■ EXERCISE DESCRIPTION: Each line below is to be written out in full, exactly as shown.

- - - - - - -

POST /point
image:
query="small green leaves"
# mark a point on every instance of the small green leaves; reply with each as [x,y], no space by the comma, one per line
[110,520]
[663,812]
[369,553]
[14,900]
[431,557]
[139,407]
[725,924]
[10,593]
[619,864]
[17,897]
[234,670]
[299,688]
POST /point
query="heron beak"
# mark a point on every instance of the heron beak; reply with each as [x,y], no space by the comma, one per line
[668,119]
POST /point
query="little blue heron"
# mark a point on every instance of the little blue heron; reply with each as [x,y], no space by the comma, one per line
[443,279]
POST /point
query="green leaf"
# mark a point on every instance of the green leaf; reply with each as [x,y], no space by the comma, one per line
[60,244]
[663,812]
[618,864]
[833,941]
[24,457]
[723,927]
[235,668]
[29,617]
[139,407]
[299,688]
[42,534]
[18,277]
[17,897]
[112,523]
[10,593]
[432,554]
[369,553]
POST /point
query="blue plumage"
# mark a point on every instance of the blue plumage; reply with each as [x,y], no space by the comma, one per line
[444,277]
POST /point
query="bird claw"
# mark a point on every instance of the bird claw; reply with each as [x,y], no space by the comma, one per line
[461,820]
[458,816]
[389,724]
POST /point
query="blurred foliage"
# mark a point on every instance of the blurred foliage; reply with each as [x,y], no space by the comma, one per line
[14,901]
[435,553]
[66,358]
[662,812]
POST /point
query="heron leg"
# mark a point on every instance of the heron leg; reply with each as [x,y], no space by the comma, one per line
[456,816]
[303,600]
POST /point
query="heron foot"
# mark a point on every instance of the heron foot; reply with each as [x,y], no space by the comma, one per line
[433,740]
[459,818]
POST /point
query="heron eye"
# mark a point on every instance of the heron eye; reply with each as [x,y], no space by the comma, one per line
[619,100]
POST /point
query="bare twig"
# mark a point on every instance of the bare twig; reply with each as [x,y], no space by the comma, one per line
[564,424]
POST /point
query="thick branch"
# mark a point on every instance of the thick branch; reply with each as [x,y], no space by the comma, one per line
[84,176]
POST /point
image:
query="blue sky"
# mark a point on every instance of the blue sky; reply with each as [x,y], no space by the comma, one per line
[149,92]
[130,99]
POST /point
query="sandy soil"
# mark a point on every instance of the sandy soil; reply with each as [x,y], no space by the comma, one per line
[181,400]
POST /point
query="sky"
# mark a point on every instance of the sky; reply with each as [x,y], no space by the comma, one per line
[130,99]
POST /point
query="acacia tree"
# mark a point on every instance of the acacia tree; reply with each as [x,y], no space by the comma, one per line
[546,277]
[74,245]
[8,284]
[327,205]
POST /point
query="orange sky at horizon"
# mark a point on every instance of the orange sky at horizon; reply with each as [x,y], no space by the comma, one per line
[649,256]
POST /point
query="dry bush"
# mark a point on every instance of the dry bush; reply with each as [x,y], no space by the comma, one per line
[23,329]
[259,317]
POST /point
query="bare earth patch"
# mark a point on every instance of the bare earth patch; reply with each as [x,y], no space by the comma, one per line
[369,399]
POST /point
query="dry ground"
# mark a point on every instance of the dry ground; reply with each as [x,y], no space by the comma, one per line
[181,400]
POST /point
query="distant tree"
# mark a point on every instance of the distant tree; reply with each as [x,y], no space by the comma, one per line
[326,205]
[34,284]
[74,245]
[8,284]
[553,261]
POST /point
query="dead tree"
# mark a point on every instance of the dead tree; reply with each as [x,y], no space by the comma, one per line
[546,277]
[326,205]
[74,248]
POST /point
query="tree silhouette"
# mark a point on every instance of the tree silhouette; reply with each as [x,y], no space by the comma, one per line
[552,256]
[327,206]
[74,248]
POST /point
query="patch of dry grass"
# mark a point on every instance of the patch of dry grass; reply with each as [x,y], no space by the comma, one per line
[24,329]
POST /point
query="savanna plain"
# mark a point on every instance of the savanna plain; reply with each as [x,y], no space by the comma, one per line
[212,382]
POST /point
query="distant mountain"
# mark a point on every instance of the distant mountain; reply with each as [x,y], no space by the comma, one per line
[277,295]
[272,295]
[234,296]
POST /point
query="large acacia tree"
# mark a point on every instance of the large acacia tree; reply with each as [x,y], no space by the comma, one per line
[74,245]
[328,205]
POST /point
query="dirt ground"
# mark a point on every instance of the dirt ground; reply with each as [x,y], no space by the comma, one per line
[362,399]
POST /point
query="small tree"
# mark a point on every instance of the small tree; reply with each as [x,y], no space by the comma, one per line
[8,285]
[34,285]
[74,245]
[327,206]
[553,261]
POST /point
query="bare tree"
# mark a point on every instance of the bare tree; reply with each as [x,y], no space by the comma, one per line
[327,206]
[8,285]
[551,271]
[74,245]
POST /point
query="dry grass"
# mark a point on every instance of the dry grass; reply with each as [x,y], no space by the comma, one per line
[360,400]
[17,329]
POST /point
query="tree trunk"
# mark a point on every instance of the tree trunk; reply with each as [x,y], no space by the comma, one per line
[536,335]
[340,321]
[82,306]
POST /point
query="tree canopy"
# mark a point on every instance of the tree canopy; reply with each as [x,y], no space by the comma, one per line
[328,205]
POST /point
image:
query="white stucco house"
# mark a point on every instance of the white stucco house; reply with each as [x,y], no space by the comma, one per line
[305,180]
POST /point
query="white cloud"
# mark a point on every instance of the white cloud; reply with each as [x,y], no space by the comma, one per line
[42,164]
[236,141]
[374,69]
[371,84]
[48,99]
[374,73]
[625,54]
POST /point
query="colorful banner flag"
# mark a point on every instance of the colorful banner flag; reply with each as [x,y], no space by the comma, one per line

- - - - - - -

■ SOLVED EXERCISE:
POST /point
image:
query="small green leaves"
# mark a point on every instance of the small green leaves; reply with each as [x,y], no space by the comma, one per line
[110,520]
[663,812]
[369,553]
[14,900]
[431,557]
[139,407]
[725,924]
[10,593]
[619,864]
[17,897]
[234,670]
[299,688]
POST /point
query="heron beak"
# mark a point on every instance of the heron beak; reply with each as [x,y], no space by the comma, one per line
[668,119]
POST /point
query="little blue heron"
# mark a point on every instance of the little blue heron; reply with each as [x,y], no space by the comma, one per line
[443,279]
POST /point
query="green leaf"
# mark a point on every instance of the green leaf; reply with each as [x,y], no space by the comma, one per line
[60,244]
[663,812]
[618,864]
[833,941]
[24,457]
[723,927]
[235,668]
[29,617]
[139,407]
[299,688]
[42,534]
[18,277]
[17,897]
[112,523]
[10,593]
[432,554]
[369,553]
POST /point
query="blue plumage"
# mark a point on every instance of the blue plumage; reply with each as [x,y], no space by the comma, one per line
[444,277]
POST /point
query="bird claw"
# mark a point on every instance of the bird claw; reply with each as [x,y], no space by the comma, one per line
[461,820]
[458,816]
[389,724]
POST /point
query="blurred foliage"
# mark a point on every instance of the blurred foliage; reply with each as [x,y], no space by the comma, one per line
[14,901]
[435,553]
[66,358]
[662,812]
POST /point
query="heron leg"
# mark a point on every instance of the heron leg; reply with each as [x,y], no space by the comma, one per line
[456,816]
[303,600]
POST /point
query="heron foot"
# mark a point on every instance of the heron foot; reply with each as [x,y], no space by the comma, one per line
[433,740]
[459,818]
POST /point
query="heron eye"
# mark a point on every instance of the heron eye; reply with each as [x,y], no space by the comma, one per line
[619,100]
POST /point
query="bare twig"
# mark a point on every instance of the bare twig; reply with each as [x,y], no space by the comma, one per line
[564,424]
POST /point
query="thick branch"
# mark a point on every instance of the thick branch; reply with each as [x,y], no space by the comma, one per line
[84,176]
POST /point
image:
query="blue sky"
# mark a point on every instance of the blue sky; reply with each as [x,y], no space by the comma, one per line
[149,92]
[130,99]
POST /point
query="sandy soil"
# mark a point on every instance of the sandy soil; reply with each as [x,y], no space by the comma, one per line
[181,400]
POST /point
query="sky"
# mark a point on every instance of the sky; reply with each as [x,y], no space by the comma, one per line
[130,99]
POST /point
query="acacia tree"
# mark a point on every instance of the acacia tree; reply with each as [x,y], no space by the comma, one per line
[546,277]
[74,245]
[8,284]
[327,205]
POST /point
query="orange sky at horizon"
# mark a point on every instance of the orange sky at horizon; reply with each as [x,y], no space by the comma, one per line
[649,256]
POST /point
query="dry bush"
# mark a point on every instance of the dry bush; reply with each as [x,y], no space by the comma, one per line
[23,329]
[259,317]
POST /point
query="bare earth patch"
# mark a point on every instance of the bare earth patch; reply with each as [x,y], no space by the comma, one per line
[369,399]
POST /point
query="dry ground"
# mark a point on every instance of the dry ground; reply with each as [x,y], no space by the comma, one per line
[181,400]
POST /point
query="distant tree"
# mark a point on every instance of the distant tree; reply with each as [x,y], no space by the comma, one per line
[326,205]
[34,284]
[74,245]
[8,284]
[553,261]
POST /point
query="dead tree"
# mark a point on every instance of the dead tree; reply with each as [x,y], no space by the comma, one per line
[546,277]
[326,205]
[74,248]
POST /point
query="tree silhouette"
# mark a point on every instance of the tree silhouette; reply with each as [x,y], no space by the comma, one per line
[552,256]
[327,206]
[74,248]
POST /point
query="patch of dry grass"
# mark a point on every instance of the patch of dry grass; reply with each as [x,y], no space by the comma, one per line
[24,329]
POST /point
query="savanna plain"
# mark a point on every instance of the savanna plain; reply with each as [x,y], no space by the comma, one per line
[212,382]
POST /point
query="distant mountain"
# mark a point on every instance of the distant mountain; reply with each as [x,y], no space by the comma, one per line
[277,295]
[272,295]
[234,296]
POST /point
query="large acacia tree"
# mark a point on every instance of the large acacia tree; reply with each as [x,y], no space by the comma, one per line
[74,245]
[328,205]
POST /point
query="dirt ground"
# mark a point on every instance of the dirt ground; reply with each as [x,y], no space by the comma, one per line
[362,399]
POST /point
query="small tree"
# mark a point on every instance of the small tree; reply with each as [x,y], no space by the comma, one per line
[8,285]
[34,285]
[74,245]
[327,206]
[553,261]
POST /point
query="bare tree"
# mark a point on every instance of the bare tree; reply with each as [x,y], no space by the comma, one per line
[327,206]
[8,285]
[551,271]
[74,245]
POST /point
query="dry grass"
# mark a point on every instance of the dry grass; reply with each as [x,y], no space by the comma, one per line
[360,400]
[17,329]
POST /point
query="tree trunk"
# mark a point on every instance of the tree trunk; reply with each as [x,y], no space by the comma, one per line
[536,335]
[340,321]
[82,306]
POST /point
query="tree canopy"
# mark a point on every instance of the tree canopy; reply with each as [x,y], no space by the comma, one per line
[328,205]
POST /point
image:
query="white stucco house"
# mark a point on every instance of the white stucco house; reply with each as [x,y], no space by the comma, one per line
[305,180]
POST /point
query="white cloud"
# mark a point on every instance of the white cloud; reply with each as [x,y], no space by the comma, one per line
[42,164]
[236,141]
[374,69]
[371,84]
[48,99]
[374,73]
[625,54]
POST /point
query="colorful banner flag"
# mark a point on every instance of the colorful banner flag; reply with each as [x,y], no space by the comma, one per line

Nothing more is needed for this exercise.